The year columns could be pivoted longer and the 2 tables could be combined. Percent of positive cases that developed into neuroinvasive disease could be calculated (per year / per state).
Load the libraries
library(tidyverse)
Load the data
url_westnile_disease <- "https://raw.githubusercontent.com/chinedu2301/DATA607-Data-Acquisition-and-Management/main/West-Nile-virus-disease-cases-by-state_1999-2019-P.csv"
url_westnile_neuro <- "https://raw.githubusercontent.com/chinedu2301/DATA607-Data-Acquisition-and-Management/main/West-Nile-virus-neuroinvasive-disease-cases-by-state_1999-2019-P.csv"
westnile_disease <- read_csv(url_westnile_disease)
westnile_neuro <- read_csv(url_westnile_neuro, skip = 1)
Check the each of the datasets
#View the west nile disease dataset
westnile_disease
#View the west nile disease cases that turned neuro invasive
westnile_neuro
These two data sets are wide and contain a lot of unnecessary rows. Hence, we subset the data sets to contain only the rows for each state and then transform the data sets from wide to long.
Subset the data sets
#slice the west nile disease dataset
westnile_disease <- westnile_disease %>% slice(1:52)
westnile_disease
#slice the west nile neuro invasive dataset
westnile_neuro <- westnile_neuro %>% slice(1:52)
westnile_neuro
Transform the tables from wide to long
westnile_d <- westnile_disease %>% select(-Total) %>%
gather(key = "Year", value = "cases", -State) %>% arrange(State)
westnile_n <- westnile_neuro %>% select(-Total) %>%
gather(key = "Year", value = "neuroinvasive_cases", -State) %>% arrange(State)
View the new long data sets
West nile disease cases
westnile_d
West nile neuro invasive cases
westnile_n
Combine the two data sets
westnile <- cbind(westnile_d, neuroinvasive_cases = westnile_n$neuroinvasive_cases)

## TASKS TO CARRY OUT
[A] Answer these questions about the West Nile virus text:
(i) What extra argument does read_csv receive when the neuroinvasive file is loaded?
(ii) Which rows are kept when each data set is sliced?
(iii) Which column is dropped before the tables are gathered?
[B] Please rewrite the paragraph of the West Nile virus text that begins "These two data sets are wide" in a shorter form, keeping its main facts.
[C] Pick up the West Nile virus text after its last line and continue it.

Natural language region descriptions
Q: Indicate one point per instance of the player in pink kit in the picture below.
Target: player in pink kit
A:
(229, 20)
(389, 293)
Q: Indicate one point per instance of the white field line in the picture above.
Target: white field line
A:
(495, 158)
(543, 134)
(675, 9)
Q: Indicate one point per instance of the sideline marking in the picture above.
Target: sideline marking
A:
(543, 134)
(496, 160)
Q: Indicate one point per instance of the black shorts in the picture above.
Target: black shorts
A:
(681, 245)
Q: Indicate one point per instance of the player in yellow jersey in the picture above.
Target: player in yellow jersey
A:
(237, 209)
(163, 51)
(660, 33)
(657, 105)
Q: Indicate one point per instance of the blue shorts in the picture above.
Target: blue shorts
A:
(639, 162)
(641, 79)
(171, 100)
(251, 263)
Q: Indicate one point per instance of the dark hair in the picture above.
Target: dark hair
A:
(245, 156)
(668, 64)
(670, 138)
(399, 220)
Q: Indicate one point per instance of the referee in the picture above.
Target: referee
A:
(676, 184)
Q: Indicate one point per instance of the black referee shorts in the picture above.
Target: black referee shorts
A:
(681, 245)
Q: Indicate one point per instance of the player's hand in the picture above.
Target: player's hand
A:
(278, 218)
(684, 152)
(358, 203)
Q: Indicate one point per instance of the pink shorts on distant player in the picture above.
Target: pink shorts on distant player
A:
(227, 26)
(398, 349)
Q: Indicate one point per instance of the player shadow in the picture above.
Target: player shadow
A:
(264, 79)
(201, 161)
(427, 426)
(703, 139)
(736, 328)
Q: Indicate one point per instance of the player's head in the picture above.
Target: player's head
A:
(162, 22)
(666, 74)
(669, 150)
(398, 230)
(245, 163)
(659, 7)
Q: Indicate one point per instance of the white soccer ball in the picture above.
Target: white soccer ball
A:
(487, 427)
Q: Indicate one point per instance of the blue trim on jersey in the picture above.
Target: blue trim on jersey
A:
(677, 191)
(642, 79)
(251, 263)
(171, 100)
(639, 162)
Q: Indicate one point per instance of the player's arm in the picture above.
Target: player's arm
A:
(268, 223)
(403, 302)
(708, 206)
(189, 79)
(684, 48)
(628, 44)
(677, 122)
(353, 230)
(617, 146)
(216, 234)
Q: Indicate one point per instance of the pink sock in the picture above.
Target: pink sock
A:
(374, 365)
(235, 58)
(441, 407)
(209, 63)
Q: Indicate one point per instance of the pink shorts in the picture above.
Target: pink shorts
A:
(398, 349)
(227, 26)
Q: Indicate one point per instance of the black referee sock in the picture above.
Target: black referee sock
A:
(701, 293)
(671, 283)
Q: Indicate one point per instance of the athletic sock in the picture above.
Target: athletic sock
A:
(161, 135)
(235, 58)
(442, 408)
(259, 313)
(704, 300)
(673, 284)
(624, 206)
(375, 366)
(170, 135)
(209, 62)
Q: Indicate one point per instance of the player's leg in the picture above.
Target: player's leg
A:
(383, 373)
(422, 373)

## YOUR RESPONSES
[A]
(i) skip = 1
(ii) Rows 1 through 52
(iii) Total

[B] Both data sets are wide and hold many unneeded rows, so they are cut down to the state rows only and then reshaped from wide to long.

[C]
westnile
Find the average (mean) cases for each state: Group by State
westnile_mean <- westnile %>% group_by(State) %>%
summarise(Avg_cases = round(mean(cases),0), Avg_neuroinvasive_cases = round(mean(neuroinvasive_cases),0))
westnile_mean
Find percentage of cases that turn neuroinvasive
westnile_percent_neuro <- westnile_mean %>%
mutate(percent_neuroinvasive = round((Avg_neuroinvasive_cases/Avg_cases)*100, 2))
westnile_percent_neuro
Replace the NaN values with NA
westnile_percent_neuro$percent_neuroinvasive[is.nan(westnile_percent_neuro$percent_neuroinvasive)] <- NA
westnile_percent_neuro
Construct a bar graph
westnile_percent_neuro %>% top_n(30) %>% ggplot(aes(reorder(State, percent_neuroinvasive), percent_neuroinvasive)) +
geom_col(fill = "brown") + coord_flip() + xlab("") + labs(title = "Percentage of West Nile virus cases that turned neuroinvasive")
## Selecting by percent_neuroinvasive
Check summary for the percent_neuroinvasive cases by state
summary(westnile_percent_neuro$percent_neuroinvasive)
## Min. 1st Qu. Median Mean 3rd Qu. Max. NA's
## 0.00 50.00 60.87 57.13 71.66 100.00 5
Find the average (mean) cases for each state: Grouping by Year
westnile_month <- westnile %>% group_by(Year) %>%
summarise(Avg_cases = round(mean(cases),0), Avg_neuroinvasive_cases = round(mean(neuroinvasive_cases),0))
westnile_percent_month <- westnile_month %>%
mutate(percent_neuroinvasive = round((Avg_neuroinvasive_cases/Avg_cases)*100, 2))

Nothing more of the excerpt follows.